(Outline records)
--
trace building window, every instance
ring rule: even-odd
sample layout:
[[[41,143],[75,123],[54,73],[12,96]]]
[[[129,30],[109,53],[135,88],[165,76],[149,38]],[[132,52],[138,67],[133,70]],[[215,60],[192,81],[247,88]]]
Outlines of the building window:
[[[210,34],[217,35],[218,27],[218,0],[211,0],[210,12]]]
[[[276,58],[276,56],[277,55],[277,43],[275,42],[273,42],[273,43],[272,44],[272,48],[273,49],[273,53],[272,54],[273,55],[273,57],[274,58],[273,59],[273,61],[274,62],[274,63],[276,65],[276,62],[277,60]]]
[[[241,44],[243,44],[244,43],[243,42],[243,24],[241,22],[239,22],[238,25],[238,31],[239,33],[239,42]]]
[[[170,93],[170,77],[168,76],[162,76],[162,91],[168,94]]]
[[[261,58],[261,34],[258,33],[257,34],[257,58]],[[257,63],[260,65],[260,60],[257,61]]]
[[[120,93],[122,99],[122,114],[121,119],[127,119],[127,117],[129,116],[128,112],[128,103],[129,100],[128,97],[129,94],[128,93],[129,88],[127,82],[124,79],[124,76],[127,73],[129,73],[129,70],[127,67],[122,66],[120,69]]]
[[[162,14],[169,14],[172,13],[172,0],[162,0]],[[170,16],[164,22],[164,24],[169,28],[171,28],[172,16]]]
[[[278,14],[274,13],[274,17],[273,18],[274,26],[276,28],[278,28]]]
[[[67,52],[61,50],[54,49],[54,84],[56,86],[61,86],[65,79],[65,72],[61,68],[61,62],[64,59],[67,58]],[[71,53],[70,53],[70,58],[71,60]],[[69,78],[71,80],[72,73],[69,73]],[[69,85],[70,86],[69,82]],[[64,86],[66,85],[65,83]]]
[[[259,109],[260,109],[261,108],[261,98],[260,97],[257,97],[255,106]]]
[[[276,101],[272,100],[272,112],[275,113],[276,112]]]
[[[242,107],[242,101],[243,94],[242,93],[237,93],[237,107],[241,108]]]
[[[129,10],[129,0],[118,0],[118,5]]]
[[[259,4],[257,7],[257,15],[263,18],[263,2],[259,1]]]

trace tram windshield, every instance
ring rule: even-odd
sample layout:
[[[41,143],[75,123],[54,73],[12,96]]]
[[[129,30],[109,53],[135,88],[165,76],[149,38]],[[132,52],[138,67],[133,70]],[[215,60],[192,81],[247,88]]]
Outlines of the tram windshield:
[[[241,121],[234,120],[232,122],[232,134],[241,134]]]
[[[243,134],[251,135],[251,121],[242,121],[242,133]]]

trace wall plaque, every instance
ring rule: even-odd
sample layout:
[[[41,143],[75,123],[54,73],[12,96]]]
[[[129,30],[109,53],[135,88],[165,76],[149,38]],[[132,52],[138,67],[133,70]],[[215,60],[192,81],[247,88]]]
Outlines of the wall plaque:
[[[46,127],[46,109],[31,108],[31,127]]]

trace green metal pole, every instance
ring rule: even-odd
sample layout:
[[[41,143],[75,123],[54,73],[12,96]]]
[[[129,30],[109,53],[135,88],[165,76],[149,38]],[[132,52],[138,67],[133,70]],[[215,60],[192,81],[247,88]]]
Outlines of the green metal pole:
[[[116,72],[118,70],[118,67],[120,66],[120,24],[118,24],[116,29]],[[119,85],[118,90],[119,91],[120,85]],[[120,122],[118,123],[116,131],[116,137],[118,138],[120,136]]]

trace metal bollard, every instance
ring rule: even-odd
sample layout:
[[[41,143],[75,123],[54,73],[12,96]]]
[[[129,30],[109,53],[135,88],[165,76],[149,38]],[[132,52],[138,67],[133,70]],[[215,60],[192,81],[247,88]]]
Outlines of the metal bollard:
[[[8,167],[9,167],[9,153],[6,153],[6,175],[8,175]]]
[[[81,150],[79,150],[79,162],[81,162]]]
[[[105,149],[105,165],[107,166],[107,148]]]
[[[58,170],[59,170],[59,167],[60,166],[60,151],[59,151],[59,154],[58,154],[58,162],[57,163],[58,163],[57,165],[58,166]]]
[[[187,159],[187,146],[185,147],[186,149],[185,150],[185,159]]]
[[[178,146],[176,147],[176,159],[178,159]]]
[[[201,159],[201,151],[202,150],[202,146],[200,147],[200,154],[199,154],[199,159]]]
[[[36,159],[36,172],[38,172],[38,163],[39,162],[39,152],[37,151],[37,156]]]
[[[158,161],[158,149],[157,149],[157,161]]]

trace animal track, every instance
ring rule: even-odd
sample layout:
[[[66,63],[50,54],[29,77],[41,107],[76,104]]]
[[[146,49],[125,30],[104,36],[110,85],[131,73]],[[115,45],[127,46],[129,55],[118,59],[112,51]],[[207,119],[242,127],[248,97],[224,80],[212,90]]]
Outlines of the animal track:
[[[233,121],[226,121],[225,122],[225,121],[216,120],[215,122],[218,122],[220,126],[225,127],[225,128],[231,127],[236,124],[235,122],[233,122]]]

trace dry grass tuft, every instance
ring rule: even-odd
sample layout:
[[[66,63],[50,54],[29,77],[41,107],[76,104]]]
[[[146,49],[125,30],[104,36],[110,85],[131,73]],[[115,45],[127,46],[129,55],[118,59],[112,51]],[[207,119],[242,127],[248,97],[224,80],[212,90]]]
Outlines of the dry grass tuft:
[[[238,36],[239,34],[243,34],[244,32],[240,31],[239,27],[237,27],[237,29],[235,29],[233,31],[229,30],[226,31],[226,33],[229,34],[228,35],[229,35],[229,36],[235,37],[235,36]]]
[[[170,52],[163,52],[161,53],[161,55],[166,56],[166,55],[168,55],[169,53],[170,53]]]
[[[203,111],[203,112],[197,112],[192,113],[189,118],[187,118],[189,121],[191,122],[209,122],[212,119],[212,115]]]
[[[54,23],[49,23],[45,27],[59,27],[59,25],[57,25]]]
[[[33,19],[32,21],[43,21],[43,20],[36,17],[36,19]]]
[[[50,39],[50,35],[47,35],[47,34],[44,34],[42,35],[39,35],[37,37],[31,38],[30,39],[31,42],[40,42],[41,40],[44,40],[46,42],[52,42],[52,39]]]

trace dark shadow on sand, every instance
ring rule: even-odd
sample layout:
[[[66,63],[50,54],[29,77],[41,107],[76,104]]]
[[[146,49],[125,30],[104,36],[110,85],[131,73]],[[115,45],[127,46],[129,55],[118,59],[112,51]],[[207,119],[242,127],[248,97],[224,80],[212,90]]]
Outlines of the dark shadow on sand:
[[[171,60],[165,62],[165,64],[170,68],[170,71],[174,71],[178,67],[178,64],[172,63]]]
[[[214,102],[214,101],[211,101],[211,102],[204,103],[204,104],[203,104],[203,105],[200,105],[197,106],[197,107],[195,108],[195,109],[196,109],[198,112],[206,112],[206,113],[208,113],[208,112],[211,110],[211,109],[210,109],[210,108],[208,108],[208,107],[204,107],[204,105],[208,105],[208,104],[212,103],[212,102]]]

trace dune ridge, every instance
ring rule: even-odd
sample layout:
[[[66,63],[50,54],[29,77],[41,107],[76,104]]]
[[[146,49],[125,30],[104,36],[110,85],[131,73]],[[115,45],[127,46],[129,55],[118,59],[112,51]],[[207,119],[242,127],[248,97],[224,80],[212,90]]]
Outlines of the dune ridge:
--
• [Work to be completed]:
The required output is the exact sequence of lines from the one containing "trace dark shadow on sand, every instance" through the end of the listing, both endpoints included.

• [Reply]:
trace dark shadow on sand, every instance
ring rule: even-odd
sample layout:
[[[66,63],[50,54],[29,77],[41,107],[76,104]]]
[[[146,49],[125,30],[104,36],[110,85],[131,73]],[[115,45],[127,46],[129,55],[118,59],[112,51]],[[207,119],[242,127],[248,97],[224,80],[212,90]]]
Outlines of the dark shadow on sand:
[[[171,60],[165,62],[165,64],[170,68],[170,71],[174,71],[178,67],[178,64],[172,63]]]
[[[214,102],[214,101],[211,101],[211,102],[204,103],[204,104],[203,104],[203,105],[200,105],[197,106],[197,107],[195,108],[195,109],[196,109],[198,112],[206,112],[206,113],[208,113],[208,112],[211,110],[211,109],[210,109],[210,108],[208,108],[208,107],[204,107],[204,105],[208,105],[208,104],[212,103],[212,102]]]

trace dune ridge, every instance
ring rule: even-odd
sample layout:
[[[66,63],[50,54],[29,77],[41,107],[76,104]]]
[[[146,49],[125,30],[104,36],[110,85],[131,73]],[[115,45],[127,46],[129,55],[118,59],[112,51]],[[207,119],[242,127],[248,97],[224,80],[212,90]]]
Outlines of the dune ridge:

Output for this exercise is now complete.